» Exercise:
Copy the Agile Ways track description below word for word, leaving nothing out.

Track: Agile Ways
The Agile Ways track will give you 12 hardcore seminars over two days with world renowned experts guiding you through a wide range of agile aspects in development projects. We also LEANed a bit over to hear from the mother of all AGILE and if that's not enough there are 25 more seminaries in the conference tagged with Agile.
Hear the discussions. Get your gray matter going. There are no rights or wrongs to learning, take every chance to interact with the speakers and share your experience...
Wednesday
Scrum - why is it so hard to implement
This session we will take a look at why Scrum is so hard to implement. Failure modes for Scrum Master, Team, Product Owner and Management will be discussed. There will also be discussions about failure modes in sprintplanning, daily Scrum, and sprintreview. Finally we will take a look at how to approach failure modes.

» Dataset entries:

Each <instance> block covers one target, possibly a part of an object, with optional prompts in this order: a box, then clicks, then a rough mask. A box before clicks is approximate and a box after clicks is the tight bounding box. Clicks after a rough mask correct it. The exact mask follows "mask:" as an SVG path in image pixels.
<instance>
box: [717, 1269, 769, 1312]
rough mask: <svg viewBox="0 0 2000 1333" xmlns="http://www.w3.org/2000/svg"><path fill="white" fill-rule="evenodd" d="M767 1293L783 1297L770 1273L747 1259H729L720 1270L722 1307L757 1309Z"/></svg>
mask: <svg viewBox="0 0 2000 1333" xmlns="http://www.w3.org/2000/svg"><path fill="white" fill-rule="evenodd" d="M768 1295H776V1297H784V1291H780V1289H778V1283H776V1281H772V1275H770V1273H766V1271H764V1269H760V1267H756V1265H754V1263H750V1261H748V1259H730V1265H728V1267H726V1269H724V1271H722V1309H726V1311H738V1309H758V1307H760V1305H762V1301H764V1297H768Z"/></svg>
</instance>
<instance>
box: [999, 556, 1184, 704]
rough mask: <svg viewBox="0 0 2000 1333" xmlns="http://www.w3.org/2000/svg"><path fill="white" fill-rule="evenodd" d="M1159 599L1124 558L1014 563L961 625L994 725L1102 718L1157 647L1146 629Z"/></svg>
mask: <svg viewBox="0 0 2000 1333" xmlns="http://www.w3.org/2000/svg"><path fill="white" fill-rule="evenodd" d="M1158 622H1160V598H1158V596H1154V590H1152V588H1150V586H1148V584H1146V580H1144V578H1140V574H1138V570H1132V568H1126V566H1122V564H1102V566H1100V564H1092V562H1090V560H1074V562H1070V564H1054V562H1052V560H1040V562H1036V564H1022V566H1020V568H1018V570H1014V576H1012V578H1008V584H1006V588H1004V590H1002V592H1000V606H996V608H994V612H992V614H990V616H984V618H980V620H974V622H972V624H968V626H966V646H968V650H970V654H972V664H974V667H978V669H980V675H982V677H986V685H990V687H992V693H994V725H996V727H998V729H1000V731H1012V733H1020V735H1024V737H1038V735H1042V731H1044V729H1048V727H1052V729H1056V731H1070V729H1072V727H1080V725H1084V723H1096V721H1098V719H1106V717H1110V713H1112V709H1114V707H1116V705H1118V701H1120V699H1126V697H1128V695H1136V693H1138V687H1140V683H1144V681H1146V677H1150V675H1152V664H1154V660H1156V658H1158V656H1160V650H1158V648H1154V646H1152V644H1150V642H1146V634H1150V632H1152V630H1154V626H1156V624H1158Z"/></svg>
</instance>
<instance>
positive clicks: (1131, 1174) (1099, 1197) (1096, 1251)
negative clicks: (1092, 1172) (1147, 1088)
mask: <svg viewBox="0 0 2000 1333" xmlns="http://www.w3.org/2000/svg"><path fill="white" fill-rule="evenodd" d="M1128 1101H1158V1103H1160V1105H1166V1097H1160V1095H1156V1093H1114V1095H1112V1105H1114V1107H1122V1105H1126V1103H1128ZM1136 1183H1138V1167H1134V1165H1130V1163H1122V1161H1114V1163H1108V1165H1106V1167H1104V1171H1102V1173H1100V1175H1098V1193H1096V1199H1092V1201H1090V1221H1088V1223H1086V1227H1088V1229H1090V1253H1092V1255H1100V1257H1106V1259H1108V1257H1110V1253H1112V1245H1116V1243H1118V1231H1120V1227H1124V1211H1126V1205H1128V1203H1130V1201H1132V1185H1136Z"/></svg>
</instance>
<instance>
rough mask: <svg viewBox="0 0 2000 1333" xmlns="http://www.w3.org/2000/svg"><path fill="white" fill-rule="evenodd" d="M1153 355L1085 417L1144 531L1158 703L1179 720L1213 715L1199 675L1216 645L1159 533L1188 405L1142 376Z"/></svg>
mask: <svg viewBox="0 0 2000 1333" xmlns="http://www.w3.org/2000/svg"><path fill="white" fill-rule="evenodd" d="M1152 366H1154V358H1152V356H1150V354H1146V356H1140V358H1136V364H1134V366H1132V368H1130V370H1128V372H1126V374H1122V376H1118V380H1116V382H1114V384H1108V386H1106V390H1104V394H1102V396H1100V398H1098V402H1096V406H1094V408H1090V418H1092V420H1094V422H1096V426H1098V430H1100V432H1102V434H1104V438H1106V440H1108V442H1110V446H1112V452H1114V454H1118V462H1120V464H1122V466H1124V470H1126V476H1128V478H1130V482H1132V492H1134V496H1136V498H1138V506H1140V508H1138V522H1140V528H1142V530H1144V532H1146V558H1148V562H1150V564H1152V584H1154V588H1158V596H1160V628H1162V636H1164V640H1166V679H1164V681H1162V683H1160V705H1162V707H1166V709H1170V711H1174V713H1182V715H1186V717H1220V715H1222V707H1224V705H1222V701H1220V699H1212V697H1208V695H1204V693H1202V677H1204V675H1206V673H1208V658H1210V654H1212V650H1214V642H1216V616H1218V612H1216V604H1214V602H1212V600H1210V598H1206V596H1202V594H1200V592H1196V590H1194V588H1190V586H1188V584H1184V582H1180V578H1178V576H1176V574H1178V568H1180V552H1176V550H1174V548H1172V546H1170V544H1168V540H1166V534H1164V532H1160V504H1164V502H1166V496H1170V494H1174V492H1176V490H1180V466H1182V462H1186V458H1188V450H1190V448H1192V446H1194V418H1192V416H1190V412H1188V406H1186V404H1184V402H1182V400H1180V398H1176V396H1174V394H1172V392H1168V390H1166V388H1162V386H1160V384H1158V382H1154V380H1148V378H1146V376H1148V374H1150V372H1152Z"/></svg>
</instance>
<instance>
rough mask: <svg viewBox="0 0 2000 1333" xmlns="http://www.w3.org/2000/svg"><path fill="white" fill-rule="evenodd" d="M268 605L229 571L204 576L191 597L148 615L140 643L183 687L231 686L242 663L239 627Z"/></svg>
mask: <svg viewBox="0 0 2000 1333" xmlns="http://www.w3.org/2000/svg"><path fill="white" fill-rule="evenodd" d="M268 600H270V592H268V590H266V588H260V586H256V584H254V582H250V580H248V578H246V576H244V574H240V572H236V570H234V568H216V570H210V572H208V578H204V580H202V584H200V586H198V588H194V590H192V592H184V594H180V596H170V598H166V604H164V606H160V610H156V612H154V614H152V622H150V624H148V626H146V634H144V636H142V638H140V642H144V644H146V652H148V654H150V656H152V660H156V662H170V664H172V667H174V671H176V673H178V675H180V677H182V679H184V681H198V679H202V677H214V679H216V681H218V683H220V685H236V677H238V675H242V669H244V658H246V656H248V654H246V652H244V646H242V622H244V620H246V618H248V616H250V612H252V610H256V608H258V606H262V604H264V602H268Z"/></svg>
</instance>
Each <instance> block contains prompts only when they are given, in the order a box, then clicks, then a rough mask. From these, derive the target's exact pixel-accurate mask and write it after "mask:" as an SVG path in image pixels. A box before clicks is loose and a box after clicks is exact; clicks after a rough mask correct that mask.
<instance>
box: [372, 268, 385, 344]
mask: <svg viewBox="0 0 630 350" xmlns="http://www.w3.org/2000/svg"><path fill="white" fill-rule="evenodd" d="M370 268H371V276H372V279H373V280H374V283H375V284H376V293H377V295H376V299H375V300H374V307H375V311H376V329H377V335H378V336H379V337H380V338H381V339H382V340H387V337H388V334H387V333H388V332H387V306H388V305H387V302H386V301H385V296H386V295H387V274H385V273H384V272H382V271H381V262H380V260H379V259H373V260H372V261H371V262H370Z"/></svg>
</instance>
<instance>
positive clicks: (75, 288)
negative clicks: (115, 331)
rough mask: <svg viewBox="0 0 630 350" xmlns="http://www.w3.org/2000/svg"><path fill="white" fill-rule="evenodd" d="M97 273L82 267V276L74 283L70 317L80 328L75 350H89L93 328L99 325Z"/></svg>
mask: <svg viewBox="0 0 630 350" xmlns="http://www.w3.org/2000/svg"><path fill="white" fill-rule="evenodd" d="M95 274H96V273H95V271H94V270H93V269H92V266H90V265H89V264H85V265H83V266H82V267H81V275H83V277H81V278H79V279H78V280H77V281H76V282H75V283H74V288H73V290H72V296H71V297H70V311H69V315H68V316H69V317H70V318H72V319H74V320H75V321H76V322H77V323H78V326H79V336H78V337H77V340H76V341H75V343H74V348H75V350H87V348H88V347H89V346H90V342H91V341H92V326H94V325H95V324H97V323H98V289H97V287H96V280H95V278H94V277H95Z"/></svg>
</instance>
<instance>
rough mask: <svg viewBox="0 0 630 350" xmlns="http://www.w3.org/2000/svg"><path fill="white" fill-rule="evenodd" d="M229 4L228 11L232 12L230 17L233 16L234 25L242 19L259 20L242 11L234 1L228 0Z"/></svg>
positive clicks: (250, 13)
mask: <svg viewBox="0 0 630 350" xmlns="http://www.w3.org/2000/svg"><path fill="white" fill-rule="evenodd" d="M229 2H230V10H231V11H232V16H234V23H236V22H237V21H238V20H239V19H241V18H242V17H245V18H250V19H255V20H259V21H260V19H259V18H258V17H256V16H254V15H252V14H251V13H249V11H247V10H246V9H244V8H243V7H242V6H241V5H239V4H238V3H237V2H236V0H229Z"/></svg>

» Response:
Track: Agile Ways
The Agile Ways track will give you 12 hardcore seminars over two days with world renowned experts guiding you through a wide range of agile aspects in development projects. We also LEANed a bit over to hear from the mother of all AGILE and if that's not enough there are 25 more seminaries in the conference tagged with Agile.
Hear the discussions. Get your gray matter going. There are no rights or wrongs to learning, take every chance to interact with the speakers and share your experience...
Wednesday
Scrum - why is it so hard to implement
This session we will take a look at why Scrum is so hard to implement. Failure modes for Scrum Master, Team, Product Owner and Management will be discussed. There will also be discussions about failure modes in sprintplanning, daily Scrum, and sprintreview. Finally we will take a look at how to approach failure modes.